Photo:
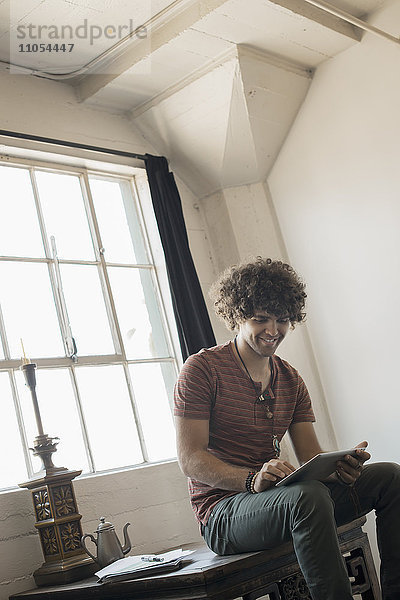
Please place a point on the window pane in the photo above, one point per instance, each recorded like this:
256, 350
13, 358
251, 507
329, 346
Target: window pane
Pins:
12, 463
109, 417
64, 214
59, 417
19, 225
120, 231
28, 310
153, 386
138, 313
86, 309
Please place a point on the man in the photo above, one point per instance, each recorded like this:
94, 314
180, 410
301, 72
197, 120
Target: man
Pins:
234, 403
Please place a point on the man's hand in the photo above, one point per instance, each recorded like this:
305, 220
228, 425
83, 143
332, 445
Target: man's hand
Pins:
271, 472
349, 469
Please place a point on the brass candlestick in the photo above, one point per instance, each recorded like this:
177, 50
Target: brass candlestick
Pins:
56, 509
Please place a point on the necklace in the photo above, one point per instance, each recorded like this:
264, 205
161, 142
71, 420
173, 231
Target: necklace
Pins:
261, 398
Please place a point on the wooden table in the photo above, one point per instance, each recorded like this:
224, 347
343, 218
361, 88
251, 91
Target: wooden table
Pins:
208, 576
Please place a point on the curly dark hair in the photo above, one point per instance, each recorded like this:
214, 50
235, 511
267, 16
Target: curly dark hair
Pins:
263, 284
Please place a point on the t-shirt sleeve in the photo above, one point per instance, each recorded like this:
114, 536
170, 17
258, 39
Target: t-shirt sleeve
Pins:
303, 410
194, 390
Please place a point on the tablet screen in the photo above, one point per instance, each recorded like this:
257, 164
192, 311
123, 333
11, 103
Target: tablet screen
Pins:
318, 468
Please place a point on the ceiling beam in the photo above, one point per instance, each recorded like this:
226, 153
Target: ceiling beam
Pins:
301, 7
161, 29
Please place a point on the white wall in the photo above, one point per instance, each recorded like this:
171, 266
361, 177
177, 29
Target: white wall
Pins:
153, 499
336, 190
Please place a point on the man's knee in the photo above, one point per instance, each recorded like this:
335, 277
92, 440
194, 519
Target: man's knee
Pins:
311, 497
385, 472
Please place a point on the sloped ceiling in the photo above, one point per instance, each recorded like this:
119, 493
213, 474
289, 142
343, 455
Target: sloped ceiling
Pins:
214, 84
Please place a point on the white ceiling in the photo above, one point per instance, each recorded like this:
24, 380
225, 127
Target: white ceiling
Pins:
201, 72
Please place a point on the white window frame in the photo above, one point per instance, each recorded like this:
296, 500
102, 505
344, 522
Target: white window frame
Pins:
136, 177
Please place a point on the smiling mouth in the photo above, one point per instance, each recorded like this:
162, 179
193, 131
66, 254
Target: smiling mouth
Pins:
269, 340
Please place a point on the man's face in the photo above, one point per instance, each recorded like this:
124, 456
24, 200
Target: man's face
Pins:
264, 332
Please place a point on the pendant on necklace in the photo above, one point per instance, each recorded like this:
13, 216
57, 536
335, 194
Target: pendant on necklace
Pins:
269, 413
276, 446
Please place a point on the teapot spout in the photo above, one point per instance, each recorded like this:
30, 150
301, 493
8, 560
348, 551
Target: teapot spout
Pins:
127, 542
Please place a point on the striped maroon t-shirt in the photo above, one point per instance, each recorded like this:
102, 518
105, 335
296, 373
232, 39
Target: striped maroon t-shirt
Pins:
212, 385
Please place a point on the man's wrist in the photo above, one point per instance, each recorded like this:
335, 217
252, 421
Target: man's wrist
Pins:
250, 481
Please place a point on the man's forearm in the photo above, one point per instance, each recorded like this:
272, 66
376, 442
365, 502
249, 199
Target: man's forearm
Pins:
207, 468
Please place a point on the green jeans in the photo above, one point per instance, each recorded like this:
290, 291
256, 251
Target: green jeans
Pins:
308, 514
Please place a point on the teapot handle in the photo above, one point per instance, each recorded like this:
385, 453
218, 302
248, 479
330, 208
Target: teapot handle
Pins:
83, 544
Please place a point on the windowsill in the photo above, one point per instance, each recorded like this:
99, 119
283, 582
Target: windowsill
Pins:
88, 476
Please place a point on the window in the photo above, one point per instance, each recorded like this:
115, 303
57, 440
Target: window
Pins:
79, 287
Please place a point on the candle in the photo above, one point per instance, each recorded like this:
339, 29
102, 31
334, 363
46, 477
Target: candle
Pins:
29, 369
25, 361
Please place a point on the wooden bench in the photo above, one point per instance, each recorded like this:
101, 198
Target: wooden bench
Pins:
248, 576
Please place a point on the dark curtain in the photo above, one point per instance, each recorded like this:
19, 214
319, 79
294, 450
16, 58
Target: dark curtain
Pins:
192, 320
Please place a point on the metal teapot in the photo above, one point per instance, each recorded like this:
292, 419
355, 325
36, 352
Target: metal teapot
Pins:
108, 545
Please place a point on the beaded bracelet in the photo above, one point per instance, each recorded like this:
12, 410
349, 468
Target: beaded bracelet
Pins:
249, 481
252, 483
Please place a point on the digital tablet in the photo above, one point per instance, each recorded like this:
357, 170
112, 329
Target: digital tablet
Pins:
318, 468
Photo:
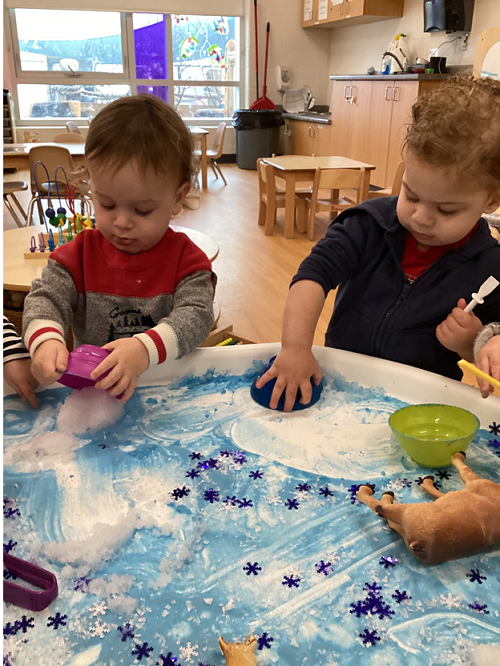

::::::

* _What to produce_:
Would you transcribe all of the data exactly, apart from its pictures?

* _Exercise result_:
Photo:
Please place a point on the window pane in the photo above, one point per instance, each recorded like this:
256, 350
13, 358
251, 507
329, 346
Target: window pane
Pins:
12, 463
109, 417
64, 214
59, 417
19, 225
120, 231
28, 310
153, 386
138, 313
86, 309
Please place a point on the man in the photo above, one point per instance, each recorded like this:
94, 314
180, 410
301, 72
197, 120
Target: man
Pins:
234, 403
Please place a point on the man's hand in the photo above, one point per instance, each recorded like this:
305, 220
228, 425
83, 143
332, 445
Target: man's hand
Pins:
271, 472
349, 469
Please place a point on the brass candlestick in the photo above, one point per instance, each recorded like this:
177, 50
Target: brass candlestick
Pins:
56, 509
Please place a point on the necklace in the photo above, one point per instance, each recorded like this:
264, 205
161, 142
71, 420
173, 231
Target: necklace
Pins:
261, 398
Please place a point on the wooden table in the photo above, one point per instance, each recorded like this:
224, 347
343, 218
361, 88
251, 91
Target: wooden table
Pins:
208, 576
Please place a point on the curly dark hair in the photo above, one point per instance, each recorded like this:
214, 50
235, 511
267, 16
Target: curly dark hair
Pins:
263, 284
Please place a point on the t-shirt sleeve in the photo above, one point per instance, each recorded like this:
114, 536
170, 17
258, 39
Target: t-shirt sleeve
Pins:
303, 410
194, 390
Please place a point on the tablet screen in the photo above, one point per instance, each recorded like this:
257, 164
192, 311
123, 333
11, 103
Target: tablet screen
Pins:
318, 468
Please place a point on the ceiling beam in the photo above, one point per instance, each recorded like this:
226, 153
Target: ceiling beam
Pins:
301, 7
161, 29
Please place a point on the white wall in the photo above, one point per instance, each recorded like this:
171, 266
361, 177
177, 29
Target: white wall
Pins:
153, 499
336, 190
Please place a point on the man's knee in the photo above, one point per instance, each recorded like this:
335, 277
92, 440
194, 519
Target: man's knee
Pins:
311, 497
385, 472
Please place a point on the sloped ceiling in the photo above, one point per instance, each recorded like this:
119, 493
213, 474
289, 142
343, 455
Target: sloped ceiling
Pins:
214, 84
Please place a point on the white ceiling in the photo above, one point per instance, each recorded like this:
24, 380
225, 127
Target: white ceiling
Pins:
201, 72
Please place a point on the white window frame in the photo above, one point per instance, each recorded like this:
296, 500
102, 505
344, 522
Target: white window frame
Pins:
136, 177
Please place a point on the smiling mouth in the photo above, one point per instance, each recorded like this:
162, 179
193, 131
66, 254
Target: smiling mouth
Pins:
269, 340
Please place a point on the man's face in the photo above, one point per instance, each recorded like this:
124, 456
24, 200
Target: man's face
Pins:
264, 332
Please place a point on the pendant on necklace in the photo above, one point per instance, each recorded like this:
13, 216
57, 536
335, 194
Target: pendant on necklace
Pins:
269, 413
276, 446
Please place a point on the teapot spout in the photo above, one point per instance, each recorded like this:
30, 150
301, 493
8, 560
348, 551
Target: teapot spout
Pins:
127, 542
Please place a point on the striped maroon t-shirt in the photo above, one point per instance, each recorded like this:
102, 518
105, 335
296, 373
232, 39
Target: striped maroon t-shirt
Pins:
212, 385
Please place a point on the man's wrist in the photo above, one point per instance, each recorded like this:
335, 217
252, 421
Target: man's wrist
Pins:
250, 481
Please place a point on the man's forearm in the photo above, one point per instance, each recorded like this:
272, 66
376, 442
365, 502
249, 199
Target: man's forearm
Pins:
207, 468
Please place a point on the green jeans in the photo above, one point per instance, each recorded like this:
290, 291
256, 251
Target: green jeans
Pins:
308, 514
Please place a point on the teapot handle in the photo above, one point per instance, each recorded like this:
385, 453
218, 302
248, 479
330, 208
Target: teapot handle
Pins:
83, 544
Please place a point on the windowsill in the photo above, one point per instance, each recorded like this:
99, 119
283, 582
Target: windowsill
Pins:
88, 476
Please place a point on the window in the photo above, one point per instance, each recorded like this:
115, 303
57, 440
Target: window
Pins:
79, 287
Please place a point on the candle in the photo above, one point per instance, each recorded like this:
339, 29
102, 31
334, 363
46, 477
Target: candle
Pins:
29, 369
25, 361
Please place a point on the wooden bench in the photo above, one point per instance, each recorded like this:
101, 198
Target: wooden bench
Pins:
248, 576
Please place a point on the dark curtain in the photo above, one point per instance, each recorded like this:
19, 214
319, 79
294, 450
16, 58
Target: dark curtain
Pins:
192, 320
Please place a point on the metal teapot in the photo above, one point per instance, each recorded like this:
292, 419
355, 325
36, 352
Target: metal teapot
Pins:
108, 545
Please place a point on the beaded bracelet in the photo above, one point per instance, each recorded like this:
12, 410
349, 468
Target: beaded bracelet
Pins:
249, 481
252, 483
Please place a point on the digital tablet in the photo above, one point per instance, each recorded like this:
357, 170
112, 329
Target: digital tablet
Pins:
318, 468
Photo:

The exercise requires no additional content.